_Text provided:_
The goal of stereotactic radiosurgery (SRS) for arteriovenous malformation (AVM) is complete nidus obliteration, thereby eliminating the risk of future hemorrhage. This outcome can be observed within the first 18 months, although documentation of AVM obliteration can extend to as much as 5 years after SRS is performed. A shorter time to obliteration may impact the frequency and effect of post-SRS complications and latency hemorrhage. The authors' goal in the present study was to determine predictors of early obliteration (18 months or less) following SRS for cerebral AVM.

METHODS

Eight centers participating in the International Gamma Knife Research Foundation (IGKRF) obtained institutional review board approval to supply de-identified patient data. From a cohort of 2231 patients, a total of 1398 patients had confirmed AVM obliteration. Patients were sorted into early responders (198 patients), defined as those with confirmed nidus obliteration at or prior to 18 months after SRS, and late responders (1200 patients), defined as those with confirmed nidus obliteration more than 18 months after SRS. The median clinical follow-up time was 63.7 months (range 7–324.7 months).

_Records:_
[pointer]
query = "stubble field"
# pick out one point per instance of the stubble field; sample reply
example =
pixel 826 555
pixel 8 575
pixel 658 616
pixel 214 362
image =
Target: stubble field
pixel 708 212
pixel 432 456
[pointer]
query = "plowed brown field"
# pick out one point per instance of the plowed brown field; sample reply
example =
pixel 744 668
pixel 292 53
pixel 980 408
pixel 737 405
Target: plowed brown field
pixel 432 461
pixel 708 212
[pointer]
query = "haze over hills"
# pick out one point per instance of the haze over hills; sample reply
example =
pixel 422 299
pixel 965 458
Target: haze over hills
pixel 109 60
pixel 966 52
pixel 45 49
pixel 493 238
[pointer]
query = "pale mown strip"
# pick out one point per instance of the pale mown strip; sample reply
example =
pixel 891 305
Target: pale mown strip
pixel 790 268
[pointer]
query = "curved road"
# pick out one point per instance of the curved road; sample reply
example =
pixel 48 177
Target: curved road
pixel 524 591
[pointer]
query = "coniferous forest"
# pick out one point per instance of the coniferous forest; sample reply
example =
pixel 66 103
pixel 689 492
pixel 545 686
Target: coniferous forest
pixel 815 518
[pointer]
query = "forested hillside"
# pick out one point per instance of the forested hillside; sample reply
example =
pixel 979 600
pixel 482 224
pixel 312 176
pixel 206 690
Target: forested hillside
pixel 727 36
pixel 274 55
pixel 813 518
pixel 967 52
==
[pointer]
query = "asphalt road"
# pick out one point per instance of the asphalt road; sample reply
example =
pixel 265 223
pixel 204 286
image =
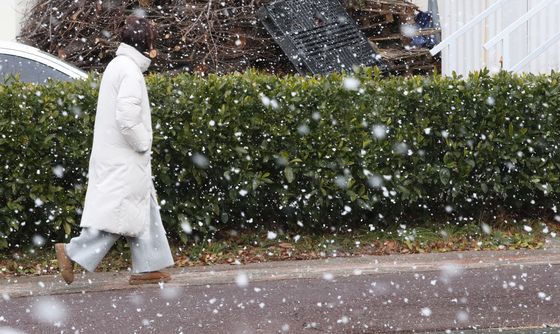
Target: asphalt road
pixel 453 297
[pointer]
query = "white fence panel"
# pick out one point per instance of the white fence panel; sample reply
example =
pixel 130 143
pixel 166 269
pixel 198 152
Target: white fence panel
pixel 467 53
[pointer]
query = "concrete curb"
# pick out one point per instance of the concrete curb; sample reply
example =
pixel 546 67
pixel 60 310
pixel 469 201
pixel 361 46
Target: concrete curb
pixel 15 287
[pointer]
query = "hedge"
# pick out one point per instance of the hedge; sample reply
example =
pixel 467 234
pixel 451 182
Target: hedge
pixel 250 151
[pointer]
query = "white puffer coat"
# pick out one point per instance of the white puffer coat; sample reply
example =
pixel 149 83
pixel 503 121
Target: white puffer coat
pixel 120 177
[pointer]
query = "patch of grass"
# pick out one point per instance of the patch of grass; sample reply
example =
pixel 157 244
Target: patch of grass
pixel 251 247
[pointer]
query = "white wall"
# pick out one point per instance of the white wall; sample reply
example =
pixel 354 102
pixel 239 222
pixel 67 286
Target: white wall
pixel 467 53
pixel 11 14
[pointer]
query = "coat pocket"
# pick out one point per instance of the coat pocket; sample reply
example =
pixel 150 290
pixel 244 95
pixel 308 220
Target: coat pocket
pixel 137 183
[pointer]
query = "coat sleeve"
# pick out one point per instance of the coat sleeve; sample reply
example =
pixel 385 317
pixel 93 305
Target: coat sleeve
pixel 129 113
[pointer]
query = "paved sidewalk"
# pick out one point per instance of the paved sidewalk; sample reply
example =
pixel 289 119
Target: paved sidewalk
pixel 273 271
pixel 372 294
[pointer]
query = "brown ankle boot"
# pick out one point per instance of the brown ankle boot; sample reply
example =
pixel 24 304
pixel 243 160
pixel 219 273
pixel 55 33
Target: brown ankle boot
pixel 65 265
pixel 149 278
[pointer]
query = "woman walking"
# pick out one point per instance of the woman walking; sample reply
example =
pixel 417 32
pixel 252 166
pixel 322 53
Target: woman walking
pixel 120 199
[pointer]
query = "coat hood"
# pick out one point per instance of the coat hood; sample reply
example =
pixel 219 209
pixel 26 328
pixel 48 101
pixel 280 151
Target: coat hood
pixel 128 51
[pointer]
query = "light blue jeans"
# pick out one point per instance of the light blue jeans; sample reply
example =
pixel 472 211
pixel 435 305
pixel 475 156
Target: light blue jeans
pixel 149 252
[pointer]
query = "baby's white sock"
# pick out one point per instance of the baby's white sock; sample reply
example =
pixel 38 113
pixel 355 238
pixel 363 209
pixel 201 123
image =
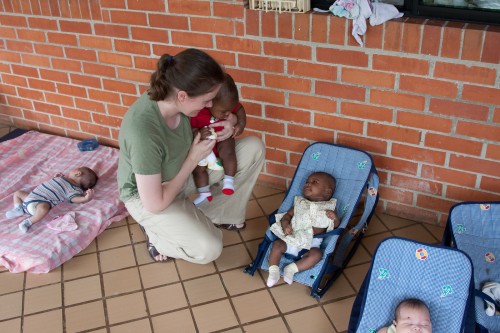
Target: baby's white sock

_Your goal:_
Continue the abstract on early obliteration after stereotactic radiosurgery for cerebral arteriovenous malformations, starting after its final sentence on median clinical follow-up.

_Task output:_
RESULTS

Outcome parameters including latency interval hemorrhage, mortality, and favorable outcome were not significantly different between the 2 groups. Radiologically demonstrated radiation-induced changes were noted more often in the late responder group (376 patients [31.3%] vs 39 patients [19.7%] for early responders, p = 0.005). Multivariate independent predictors of early obliteration included a margin dose > 24 Gy (p = 0.031), prior surgery (p = 0.002), no prior radiotherapy (p = 0.025), smaller AVM nidus (p = 0.002), deep venous drainage (p = 0.039), and nidus location (p < 0.0001). Basal ganglia, cerebellum, and frontal lobe nidus locations favored early obliteration (p = 0.009). The Virginia Radiosurgery AVM Scale (VRAS) score was significantly different between the 2 responder groups (p = 0.039). The VRAS score was also shown to be predictive of early obliteration on univariate analysis (p = 0.009). For early obliteration, such prognostic ability was not shown for other SRS- and AVM-related grading systems.

CONCLUSIONS

Early obliteration (≤ 18 months post-SRS) was more common in patients whose AVMs were smaller, located in the frontal lobe, basal ganglia, or cerebellum, had deep venous drainage, and had received a margin dose > 24 Gy.

ABBREVIATIONS

AVM = arteriovenous malformation; GKRS = Gamma Knife radiosurgery; IGKRF = International Gamma Knife Research Foundation; MRA = MR angiography; RBAS = Radiosurgery-Based AVM score; RIC = radiation-induced change; SM = Spetzler-Martin; SRS = stereotactic radiosurgery; VRAS = Virginia Radiosurgery AVM Scale.